## PROBLEM
Please rewrite all of the data below as a numbered list, leaving out blank lines and any pictures.

Start SOURCE MATERIAL

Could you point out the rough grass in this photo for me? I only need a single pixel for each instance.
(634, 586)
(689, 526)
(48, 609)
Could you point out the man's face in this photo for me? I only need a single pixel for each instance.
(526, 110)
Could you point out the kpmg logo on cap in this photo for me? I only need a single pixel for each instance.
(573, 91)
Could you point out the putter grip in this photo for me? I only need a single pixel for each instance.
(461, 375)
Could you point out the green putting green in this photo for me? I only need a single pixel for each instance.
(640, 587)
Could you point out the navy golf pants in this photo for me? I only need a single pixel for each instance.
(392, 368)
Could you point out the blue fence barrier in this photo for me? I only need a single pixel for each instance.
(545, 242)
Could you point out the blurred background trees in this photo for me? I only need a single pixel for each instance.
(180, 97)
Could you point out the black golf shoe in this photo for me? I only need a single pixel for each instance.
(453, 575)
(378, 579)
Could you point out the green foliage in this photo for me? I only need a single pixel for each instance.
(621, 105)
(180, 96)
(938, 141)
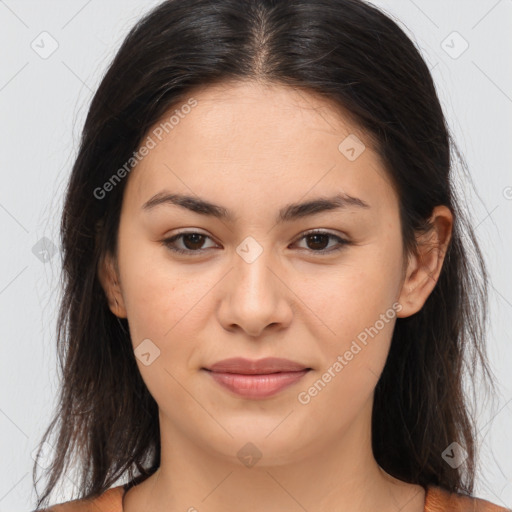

End SOURCE MATERIAL

## SOLUTION BELOW
1. Could you point out the rough grass in this photo for me? I only need a single pixel for each instance.
2. (634, 586)
3. (689, 526)
4. (48, 609)
5. Could you point out the man's face in this photo for me? I only need a single pixel for each instance.
6. (526, 110)
7. Could you point out the kpmg logo on cap in this photo for me? I only need a single pixel for each instance.
8. (573, 91)
9. Could you point out the putter grip in this photo for me? I only need a single pixel for each instance.
10. (461, 375)
11. Could you point out the green putting green in this photo for me? I only need a single pixel for each instance.
12. (640, 587)
13. Could you point out the navy golf pants in this photo for me? I only need a single pixel for each instance.
14. (392, 368)
15. Could you point out the blue fence barrier in this photo for me? I only need a single pixel for each instance.
16. (545, 242)
17. Could you point out the blurred background trees in this photo for me? I only need a single pixel for each instance.
18. (180, 97)
19. Could you point out the black golf shoe in this photo for me? I only need a single pixel for each instance.
20. (453, 575)
21. (378, 579)
22. Could you point out the green foliage in this photo for me? I only need a single pixel for each instance.
23. (621, 105)
24. (180, 96)
25. (938, 141)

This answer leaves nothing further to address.